» WHAT YOU NEED TO DO
In the article below on Icasa's reversal over Telkom's Vodacom share sale, at what level did the rand close against the dollar on Friday?

» ARTICLE
On Friday the Independent Communications Authority of SA (Icasa) reversed its early decision that Telkom did not need its approval to dispose of its Vodacom shares to the UK's Vodafone. The transaction paved the way for Vodacom to list on the JSE on Monday.
The regulatory body said it had decided to rescind its previous decision and now believed a transaction of this nature should take place in a regulatory environment. Public hearings will take place by mid-June 2009.
Vodacom will now face Icasa and union federation Cosatu in the high court in Pretoria on Sunday. It had been served by an urgent application by Cosatu and Icasa to stop its listing.
In a report headlined "Zuma government halts Vodacom purchase", the UK newspaper Financial Times said foreign investors are watching the new government?s first moves, especially after the appointment of senior trade unionists to economic policymaking positions.
The paper quoted Peter Attard Montalto, emerging market analyst at Nomura, as saying: "The 11th-hour nature of the regulators' decision has added significantly to this nervousness."
The rand took a hit following the Vodacom development and on Friday closed at 8.67 against the dollar, compared to Thursday's New York close at 8.5215.
Some are saying that the debacle is an early indication that the ANC's leftwing alliance could play a much bigger role in economic policy issues in future, reports Sunday newspaper Rapport.
Mike Schüssler, economist of Economists.co.za, says the development is not good for South Africa's image. "It casts a shadow of uncertainty over the regulatory environment."

» PROVIDED INFORMATION
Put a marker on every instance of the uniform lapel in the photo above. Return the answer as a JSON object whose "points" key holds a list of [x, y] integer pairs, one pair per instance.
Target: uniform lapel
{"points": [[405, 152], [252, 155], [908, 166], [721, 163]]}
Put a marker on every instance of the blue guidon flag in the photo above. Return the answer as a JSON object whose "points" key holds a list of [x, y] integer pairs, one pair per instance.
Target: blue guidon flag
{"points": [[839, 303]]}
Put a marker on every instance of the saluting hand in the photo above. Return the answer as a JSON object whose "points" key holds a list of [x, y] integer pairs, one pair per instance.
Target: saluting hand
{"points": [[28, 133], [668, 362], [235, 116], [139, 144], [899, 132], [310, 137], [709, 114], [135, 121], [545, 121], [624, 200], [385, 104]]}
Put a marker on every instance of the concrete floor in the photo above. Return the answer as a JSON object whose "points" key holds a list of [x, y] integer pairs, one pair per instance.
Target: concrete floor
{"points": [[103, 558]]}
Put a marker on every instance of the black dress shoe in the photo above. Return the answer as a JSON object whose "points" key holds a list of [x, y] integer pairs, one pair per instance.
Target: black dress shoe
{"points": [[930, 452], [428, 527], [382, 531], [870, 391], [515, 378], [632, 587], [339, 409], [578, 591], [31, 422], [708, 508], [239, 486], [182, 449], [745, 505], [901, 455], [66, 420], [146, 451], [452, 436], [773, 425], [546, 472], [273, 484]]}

» EXERCISE OUTPUT
8.67